# Start of Excerpted passage
Learning words by translation is totally fine. The point is not to use this as your ONLY learning method. You use it to SEED words. Once you know like 5000 words, you will be able to read books and also look up words in same-language dictionaries. But still learning more words with translation still should work well as long as you get 90% or so of your language exposure without translation. Learning words is just a tiny part of the task.
The advantage of images is first of all that visual cues are very powerful for memory, the more senses you associate with a memory the stronger it will be (I wonder if anyone has ever tried to incorporate smells into SRS?). Furthermore, it is not always easy to find a decent image but the mere search for this image will make your brain work with that word in mind and create associations.
Granted, it is not easy to find images for words such as "philosophy" but with a bit of creativity it is possible and if not, it's always possible to explain the target word in the target language to stay immersed.
It is doable. There is a book called Lingua Latina per se Illustrata that does it for Latin. I have to admit that it has some limits. At some point you want to go back to using your mother tongue. English is not my first language. I live in the UK everything I read is in English. There are some words I have seen a thousand times and I sort of know what they mean but they become mine only after I look up for their translation.
It is an interesting point. When you first learn words in your mother tongue, you don't do it by outside reference to another language. Why is it different for you when learning a second language?
This is required, to some degree, to become fluent (i.e. intuitive) in a new language too, which is why there is an emphasis on immersion/input in most language-learning circles/ideologies. But when you have an explicit goal, you're more likely to be compelled to want the mental shortcut/jumpstart that a translation provides. There's also the fact that, as a language learner, the context itself often isn't understood very well (or at all), which makes the natural process even slower. This is where the idea of "comprehensible input" comes into it, see: https://en.wikipedia.org/wiki/Input_hypothesis
I'm writing my own knowledge base / SRS system and i'd like to start from a mostly fresh dog-food-esque approach. I want to try and record information in such a way that it has the meat of that byte of memory, but pair it with something that could be used to trigger that memory-byte - like your image example.
# End of Excerpted passage
# Start of Dataset
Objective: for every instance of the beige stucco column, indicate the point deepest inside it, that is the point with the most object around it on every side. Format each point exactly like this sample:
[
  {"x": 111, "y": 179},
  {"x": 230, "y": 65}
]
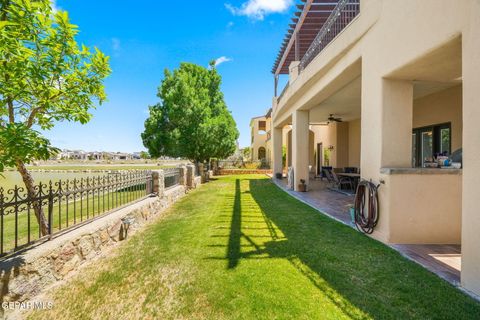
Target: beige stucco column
[
  {"x": 397, "y": 119},
  {"x": 470, "y": 274},
  {"x": 300, "y": 146},
  {"x": 387, "y": 113},
  {"x": 277, "y": 152}
]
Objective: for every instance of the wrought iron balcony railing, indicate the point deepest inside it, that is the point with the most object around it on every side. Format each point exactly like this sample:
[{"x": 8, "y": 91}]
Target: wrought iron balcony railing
[{"x": 341, "y": 16}]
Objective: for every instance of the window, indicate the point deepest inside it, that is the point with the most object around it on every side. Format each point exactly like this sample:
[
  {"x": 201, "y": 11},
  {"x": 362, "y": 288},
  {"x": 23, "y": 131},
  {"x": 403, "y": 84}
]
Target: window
[
  {"x": 429, "y": 142},
  {"x": 262, "y": 126},
  {"x": 262, "y": 154}
]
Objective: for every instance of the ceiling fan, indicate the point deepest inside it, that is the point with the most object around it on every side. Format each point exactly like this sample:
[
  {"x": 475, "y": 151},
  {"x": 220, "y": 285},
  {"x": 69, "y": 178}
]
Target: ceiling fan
[{"x": 332, "y": 118}]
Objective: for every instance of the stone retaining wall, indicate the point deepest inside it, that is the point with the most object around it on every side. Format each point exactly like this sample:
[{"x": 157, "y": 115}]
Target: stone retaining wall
[{"x": 25, "y": 275}]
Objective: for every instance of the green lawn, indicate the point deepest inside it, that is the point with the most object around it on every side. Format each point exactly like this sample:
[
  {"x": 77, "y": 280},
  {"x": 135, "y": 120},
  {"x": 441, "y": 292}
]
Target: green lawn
[{"x": 240, "y": 248}]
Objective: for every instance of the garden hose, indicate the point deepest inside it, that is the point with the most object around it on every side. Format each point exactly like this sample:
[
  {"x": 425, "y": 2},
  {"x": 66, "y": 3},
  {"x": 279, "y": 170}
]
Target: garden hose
[{"x": 366, "y": 206}]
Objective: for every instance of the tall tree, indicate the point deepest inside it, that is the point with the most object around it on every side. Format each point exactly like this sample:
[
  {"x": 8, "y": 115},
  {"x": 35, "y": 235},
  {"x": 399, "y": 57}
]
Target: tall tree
[
  {"x": 45, "y": 77},
  {"x": 191, "y": 120}
]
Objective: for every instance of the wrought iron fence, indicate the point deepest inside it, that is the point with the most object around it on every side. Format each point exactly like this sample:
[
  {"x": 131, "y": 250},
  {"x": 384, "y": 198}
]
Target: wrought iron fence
[
  {"x": 171, "y": 178},
  {"x": 341, "y": 16},
  {"x": 59, "y": 206}
]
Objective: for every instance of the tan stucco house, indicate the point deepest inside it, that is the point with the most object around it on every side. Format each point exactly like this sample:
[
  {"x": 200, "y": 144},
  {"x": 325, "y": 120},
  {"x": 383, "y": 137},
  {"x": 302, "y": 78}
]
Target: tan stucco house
[{"x": 385, "y": 85}]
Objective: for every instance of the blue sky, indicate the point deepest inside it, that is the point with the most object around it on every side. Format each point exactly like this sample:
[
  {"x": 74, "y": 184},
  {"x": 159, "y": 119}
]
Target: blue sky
[{"x": 144, "y": 37}]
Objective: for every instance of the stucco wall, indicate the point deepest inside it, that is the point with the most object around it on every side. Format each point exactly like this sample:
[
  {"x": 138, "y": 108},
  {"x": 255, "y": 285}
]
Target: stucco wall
[
  {"x": 354, "y": 143},
  {"x": 392, "y": 45},
  {"x": 441, "y": 107},
  {"x": 259, "y": 138},
  {"x": 423, "y": 207}
]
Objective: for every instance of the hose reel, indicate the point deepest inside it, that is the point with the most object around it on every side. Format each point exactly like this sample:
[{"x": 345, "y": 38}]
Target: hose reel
[{"x": 366, "y": 206}]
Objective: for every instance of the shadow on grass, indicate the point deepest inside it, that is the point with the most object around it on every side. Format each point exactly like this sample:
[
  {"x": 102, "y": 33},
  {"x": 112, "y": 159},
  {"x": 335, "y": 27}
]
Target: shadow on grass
[{"x": 352, "y": 270}]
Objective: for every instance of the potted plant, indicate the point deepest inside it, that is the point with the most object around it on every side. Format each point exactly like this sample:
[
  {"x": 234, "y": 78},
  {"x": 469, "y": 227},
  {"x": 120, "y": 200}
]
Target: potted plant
[{"x": 302, "y": 186}]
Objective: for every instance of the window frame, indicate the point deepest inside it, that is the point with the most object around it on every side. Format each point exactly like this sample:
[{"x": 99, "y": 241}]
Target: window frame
[{"x": 436, "y": 138}]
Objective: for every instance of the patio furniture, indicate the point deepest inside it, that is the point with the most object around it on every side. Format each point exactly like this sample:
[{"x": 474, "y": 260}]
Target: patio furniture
[
  {"x": 350, "y": 170},
  {"x": 354, "y": 178},
  {"x": 322, "y": 173},
  {"x": 338, "y": 182}
]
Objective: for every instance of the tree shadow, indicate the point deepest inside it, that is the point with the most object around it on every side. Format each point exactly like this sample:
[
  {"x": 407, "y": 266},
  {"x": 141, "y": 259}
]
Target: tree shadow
[{"x": 355, "y": 272}]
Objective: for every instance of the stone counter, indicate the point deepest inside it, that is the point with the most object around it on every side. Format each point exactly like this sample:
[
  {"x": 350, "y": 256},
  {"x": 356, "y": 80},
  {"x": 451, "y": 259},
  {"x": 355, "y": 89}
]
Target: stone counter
[{"x": 420, "y": 171}]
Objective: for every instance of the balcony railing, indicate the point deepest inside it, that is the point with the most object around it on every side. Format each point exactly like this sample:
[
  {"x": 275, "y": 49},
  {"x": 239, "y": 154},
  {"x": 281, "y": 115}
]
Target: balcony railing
[{"x": 341, "y": 16}]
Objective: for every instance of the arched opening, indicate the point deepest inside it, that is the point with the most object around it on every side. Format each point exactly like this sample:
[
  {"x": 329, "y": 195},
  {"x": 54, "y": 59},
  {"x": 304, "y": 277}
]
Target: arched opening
[{"x": 262, "y": 153}]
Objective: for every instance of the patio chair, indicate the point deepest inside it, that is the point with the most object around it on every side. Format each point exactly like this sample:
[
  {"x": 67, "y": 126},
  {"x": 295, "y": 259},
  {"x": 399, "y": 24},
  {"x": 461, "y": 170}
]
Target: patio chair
[
  {"x": 350, "y": 170},
  {"x": 341, "y": 182}
]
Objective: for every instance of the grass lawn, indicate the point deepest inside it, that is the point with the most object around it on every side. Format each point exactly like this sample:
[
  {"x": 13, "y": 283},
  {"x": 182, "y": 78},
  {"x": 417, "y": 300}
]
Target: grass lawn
[{"x": 241, "y": 248}]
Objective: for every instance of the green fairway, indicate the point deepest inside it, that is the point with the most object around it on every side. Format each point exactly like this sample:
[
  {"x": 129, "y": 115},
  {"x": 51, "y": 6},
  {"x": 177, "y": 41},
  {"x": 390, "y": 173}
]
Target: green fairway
[{"x": 241, "y": 248}]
# End of Dataset
- [Task set]:
1. Answer from the passage on learning vocabulary:
(a) Once a learner knows about how many words will they be able to read books?
(b) Which book is named as doing this for Latin?
(c) What share of language exposure should come without translation for translation-based word learning to keep working well?
2. Pick out every line of the entries that contains the word "furniture".
The entries are unrelated to the passage on learning vocabulary.

- [The responses]:
1.
(a) About 5000 words.
(b) Lingua Latina per se Illustrata.
(c) 90% or so.

2.
Objective: for every instance of the patio furniture, indicate the point deepest inside it, that is the point with the most object around it on every side. Format each point exactly like this sample:
Target: patio furniture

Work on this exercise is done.